**Task goal:** Format the records as a numbered list, starting with the line that contains "As a warehouse" and going on through the line that contains "0,484,311,570", both included, with blank lines left out. Leave the pictures out of the list.

**Listed entries:**
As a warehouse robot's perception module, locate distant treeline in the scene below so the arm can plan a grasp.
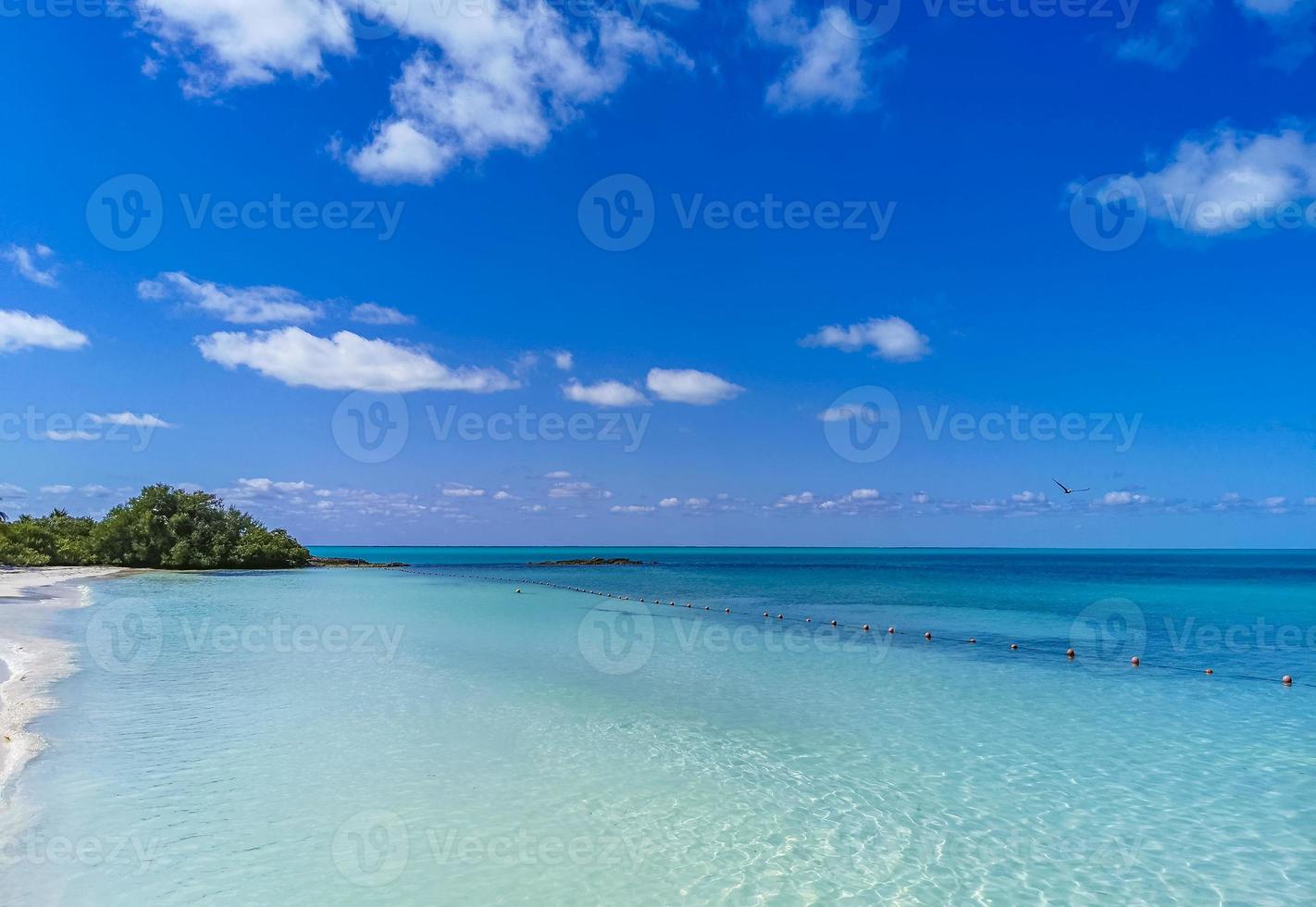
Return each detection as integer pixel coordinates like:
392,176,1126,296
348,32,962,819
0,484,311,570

--

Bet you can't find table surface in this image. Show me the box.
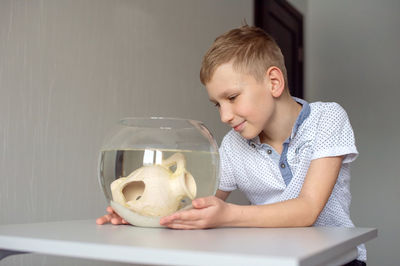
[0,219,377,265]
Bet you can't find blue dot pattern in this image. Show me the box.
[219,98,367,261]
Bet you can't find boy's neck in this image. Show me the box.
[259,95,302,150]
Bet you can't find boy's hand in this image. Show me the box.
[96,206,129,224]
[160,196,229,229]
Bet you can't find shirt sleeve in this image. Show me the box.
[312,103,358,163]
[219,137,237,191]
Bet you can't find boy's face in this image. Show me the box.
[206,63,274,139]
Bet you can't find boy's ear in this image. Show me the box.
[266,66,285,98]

**Solved problem:**
1. As a warehouse robot's perception module, locate distant treeline in the scene below so the arm can plan a grasp.
2. Return each detection as integer pixel coordinates like:
3. 392,176,1126,296
4. 348,32,962,819
5. 0,484,311,570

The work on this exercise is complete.